Study material ::

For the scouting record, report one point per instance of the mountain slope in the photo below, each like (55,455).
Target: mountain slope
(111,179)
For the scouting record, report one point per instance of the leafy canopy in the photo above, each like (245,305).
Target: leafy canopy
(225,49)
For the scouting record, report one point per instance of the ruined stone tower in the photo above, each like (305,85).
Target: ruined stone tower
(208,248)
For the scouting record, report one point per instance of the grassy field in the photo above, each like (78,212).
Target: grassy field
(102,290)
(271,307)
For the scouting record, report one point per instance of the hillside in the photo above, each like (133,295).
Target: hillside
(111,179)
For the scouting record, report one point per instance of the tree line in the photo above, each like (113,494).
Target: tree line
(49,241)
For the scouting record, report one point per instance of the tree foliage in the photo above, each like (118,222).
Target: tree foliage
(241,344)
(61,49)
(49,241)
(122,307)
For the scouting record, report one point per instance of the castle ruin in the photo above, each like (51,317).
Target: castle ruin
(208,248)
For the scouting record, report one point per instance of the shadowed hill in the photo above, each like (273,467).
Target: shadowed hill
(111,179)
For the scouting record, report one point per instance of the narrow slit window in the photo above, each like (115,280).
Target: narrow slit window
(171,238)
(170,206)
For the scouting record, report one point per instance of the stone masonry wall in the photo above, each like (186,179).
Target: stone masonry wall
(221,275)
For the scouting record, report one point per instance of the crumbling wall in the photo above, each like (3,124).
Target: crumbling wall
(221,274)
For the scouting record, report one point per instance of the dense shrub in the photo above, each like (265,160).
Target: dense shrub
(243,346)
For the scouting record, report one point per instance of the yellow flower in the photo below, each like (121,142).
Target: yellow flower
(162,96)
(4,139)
==
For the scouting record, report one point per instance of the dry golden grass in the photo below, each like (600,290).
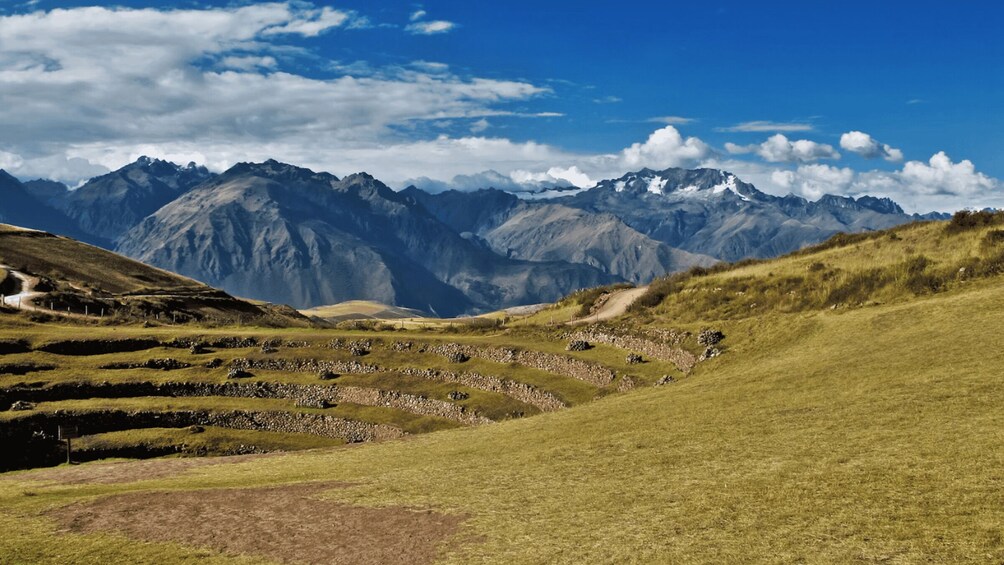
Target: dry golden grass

Work to be completed ::
What you give back must be the stretch above, starting at the line with "Target: hillside" and ending at the line with "each like (118,222).", copied exactly.

Result of this task ::
Target: hillside
(111,179)
For the scouting record, report one point per instance of the tree line in the photo above, each like (113,494).
Target: tree line
(49,241)
For the scouting record, report one point per instance of the tree foliage in the photo above, each like (118,222).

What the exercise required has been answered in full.